• **GIVEN DATA**
◇ ◇ ◇ ◇
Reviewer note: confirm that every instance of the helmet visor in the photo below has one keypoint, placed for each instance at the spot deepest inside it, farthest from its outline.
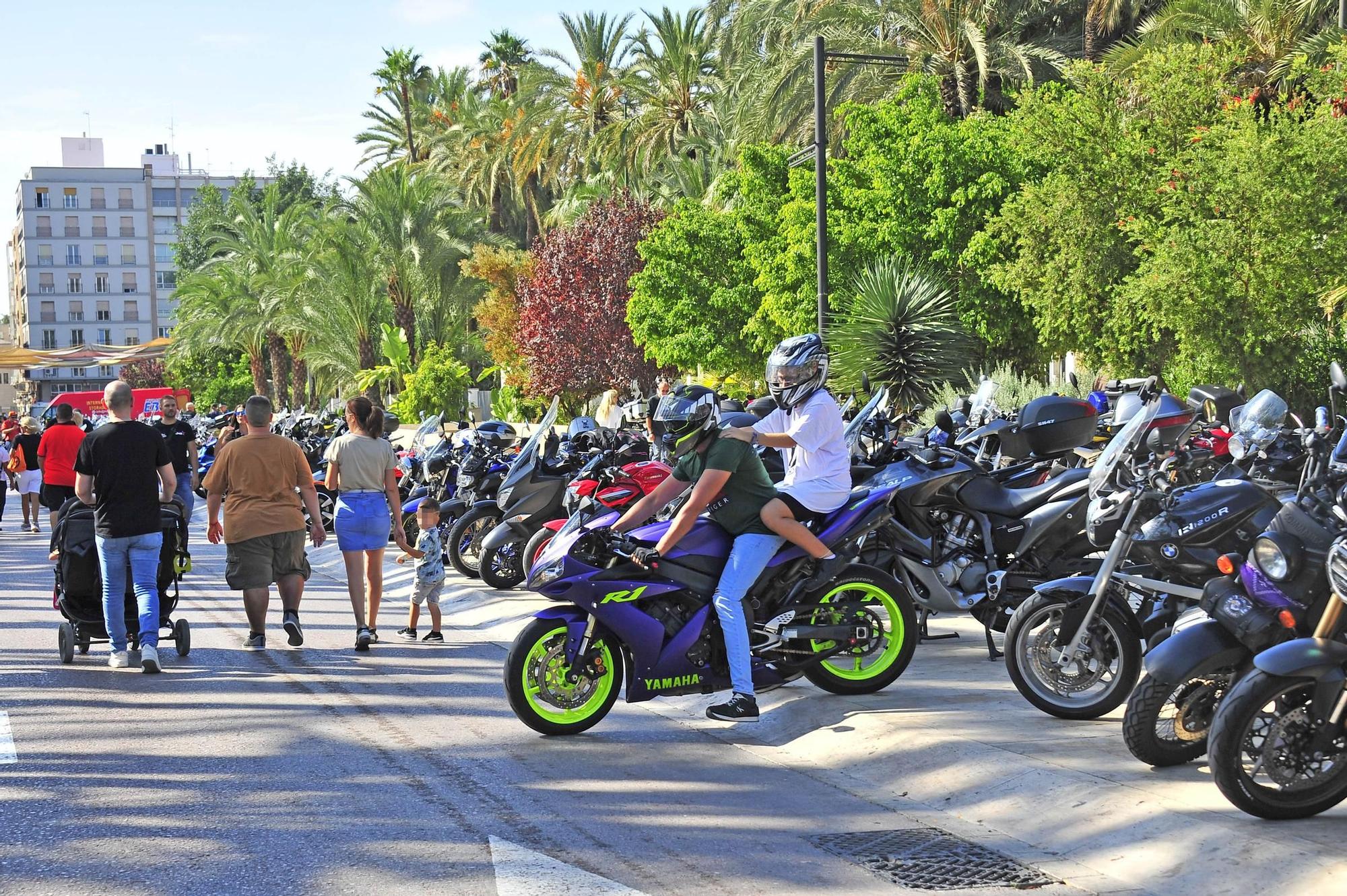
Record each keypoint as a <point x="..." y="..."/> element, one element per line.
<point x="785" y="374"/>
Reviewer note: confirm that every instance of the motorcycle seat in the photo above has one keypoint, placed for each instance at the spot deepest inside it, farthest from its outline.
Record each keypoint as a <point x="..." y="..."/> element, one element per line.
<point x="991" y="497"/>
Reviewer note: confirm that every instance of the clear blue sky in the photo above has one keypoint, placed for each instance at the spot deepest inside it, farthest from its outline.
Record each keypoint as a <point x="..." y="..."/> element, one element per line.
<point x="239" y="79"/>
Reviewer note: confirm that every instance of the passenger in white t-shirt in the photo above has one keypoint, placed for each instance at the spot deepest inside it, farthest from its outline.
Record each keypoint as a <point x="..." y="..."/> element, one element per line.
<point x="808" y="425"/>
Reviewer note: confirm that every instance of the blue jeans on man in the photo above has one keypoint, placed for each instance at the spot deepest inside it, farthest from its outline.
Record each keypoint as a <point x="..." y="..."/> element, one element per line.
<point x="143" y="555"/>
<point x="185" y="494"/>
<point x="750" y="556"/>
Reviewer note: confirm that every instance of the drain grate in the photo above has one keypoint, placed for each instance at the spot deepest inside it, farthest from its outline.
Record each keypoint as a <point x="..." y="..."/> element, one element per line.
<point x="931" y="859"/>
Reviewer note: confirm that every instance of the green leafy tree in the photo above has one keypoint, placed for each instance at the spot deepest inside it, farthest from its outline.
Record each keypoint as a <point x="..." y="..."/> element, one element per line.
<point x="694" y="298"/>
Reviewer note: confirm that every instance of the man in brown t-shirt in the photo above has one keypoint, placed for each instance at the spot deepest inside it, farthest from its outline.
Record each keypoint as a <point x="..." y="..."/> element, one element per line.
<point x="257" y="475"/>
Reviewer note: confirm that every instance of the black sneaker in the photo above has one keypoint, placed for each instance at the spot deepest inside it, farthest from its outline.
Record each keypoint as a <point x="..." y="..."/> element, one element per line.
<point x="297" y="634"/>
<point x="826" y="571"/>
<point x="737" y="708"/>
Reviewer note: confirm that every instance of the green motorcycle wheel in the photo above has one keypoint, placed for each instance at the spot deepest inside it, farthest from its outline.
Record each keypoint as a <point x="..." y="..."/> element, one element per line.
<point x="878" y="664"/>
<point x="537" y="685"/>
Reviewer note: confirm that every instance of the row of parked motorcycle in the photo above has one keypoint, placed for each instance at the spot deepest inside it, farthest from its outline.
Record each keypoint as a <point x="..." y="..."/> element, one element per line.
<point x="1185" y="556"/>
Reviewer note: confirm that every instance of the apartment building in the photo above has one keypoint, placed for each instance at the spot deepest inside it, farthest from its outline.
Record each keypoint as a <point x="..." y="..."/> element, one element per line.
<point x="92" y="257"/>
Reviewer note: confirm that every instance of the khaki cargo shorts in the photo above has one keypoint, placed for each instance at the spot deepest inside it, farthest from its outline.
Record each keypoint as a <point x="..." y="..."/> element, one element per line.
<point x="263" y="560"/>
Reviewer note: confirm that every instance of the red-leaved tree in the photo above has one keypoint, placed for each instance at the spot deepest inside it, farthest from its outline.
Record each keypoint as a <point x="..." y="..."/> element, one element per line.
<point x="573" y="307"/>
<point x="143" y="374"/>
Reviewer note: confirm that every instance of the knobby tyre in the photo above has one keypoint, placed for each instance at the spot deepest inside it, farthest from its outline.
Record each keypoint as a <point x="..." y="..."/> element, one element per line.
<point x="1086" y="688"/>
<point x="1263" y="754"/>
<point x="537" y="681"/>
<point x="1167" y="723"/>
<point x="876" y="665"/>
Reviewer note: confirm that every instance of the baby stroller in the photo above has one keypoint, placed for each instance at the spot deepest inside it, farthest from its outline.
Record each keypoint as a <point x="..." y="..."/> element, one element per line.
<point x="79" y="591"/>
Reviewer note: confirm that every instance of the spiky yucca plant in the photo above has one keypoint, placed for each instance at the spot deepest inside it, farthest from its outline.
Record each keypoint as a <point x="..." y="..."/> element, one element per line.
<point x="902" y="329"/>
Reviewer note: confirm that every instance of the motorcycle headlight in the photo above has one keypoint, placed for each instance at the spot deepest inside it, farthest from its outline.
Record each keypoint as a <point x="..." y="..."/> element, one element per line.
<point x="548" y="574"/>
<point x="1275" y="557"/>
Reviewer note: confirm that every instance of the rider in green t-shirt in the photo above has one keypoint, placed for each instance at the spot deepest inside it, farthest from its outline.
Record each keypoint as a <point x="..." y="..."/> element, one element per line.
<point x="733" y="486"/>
◇ ◇ ◇ ◇
• **INSTRUCTIONS TO FOLLOW**
Quote exactly what appears from the line containing "Reviewer note: confirm that every instance of the red-leaved" through the final line of the listing above, including both of those lines.

• **FINAL RESULT**
Reviewer note: confirm that every instance of the red-leaved tree in the photo above has one keypoint, placed for each instance at the spot deepest inside it, farthest from its outline.
Record each keypoint as a <point x="..." y="..."/> element, one element per line.
<point x="573" y="307"/>
<point x="143" y="374"/>
Reviewer note: confirm that every instance of the knobby tyre in the photo above has one keypoint, placed for each instance at the spot deepest inside it, farthest from its outline.
Record each keypoint as a <point x="..." y="..."/> element, one element per line.
<point x="1086" y="688"/>
<point x="1263" y="754"/>
<point x="537" y="681"/>
<point x="1167" y="723"/>
<point x="876" y="665"/>
Reviewer note: confirm that every instance of the baby stroller in the photo above has one keypoint, placed for each instance at the spot deepest inside it, farthest from its outline.
Record each keypoint as a <point x="..." y="..."/> element, one element per line.
<point x="79" y="591"/>
Reviewer note: confirm that every instance of the spiky yucca plant in the photo above has one keypoint, placed for each instance at the spot deepest inside it, farthest from its outline.
Record each keypoint as a <point x="..." y="..."/> element, one element per line.
<point x="902" y="329"/>
Reviewer note: confirm that every instance of the motorcycle headlight in the photo above has one keypoint, placed for each instance at the spot deepest inside it, farthest from its outline.
Record each keypoint as a <point x="..." y="..."/> element, one element per line.
<point x="548" y="574"/>
<point x="1275" y="557"/>
Reviewer note: confirm that every instance of the rider in green t-shirt in the photo above has one keypoint, placed for each instance at the spot deepest inside it, farthest from its outline.
Record each keypoint as a <point x="..." y="..."/> element, one element per line.
<point x="733" y="486"/>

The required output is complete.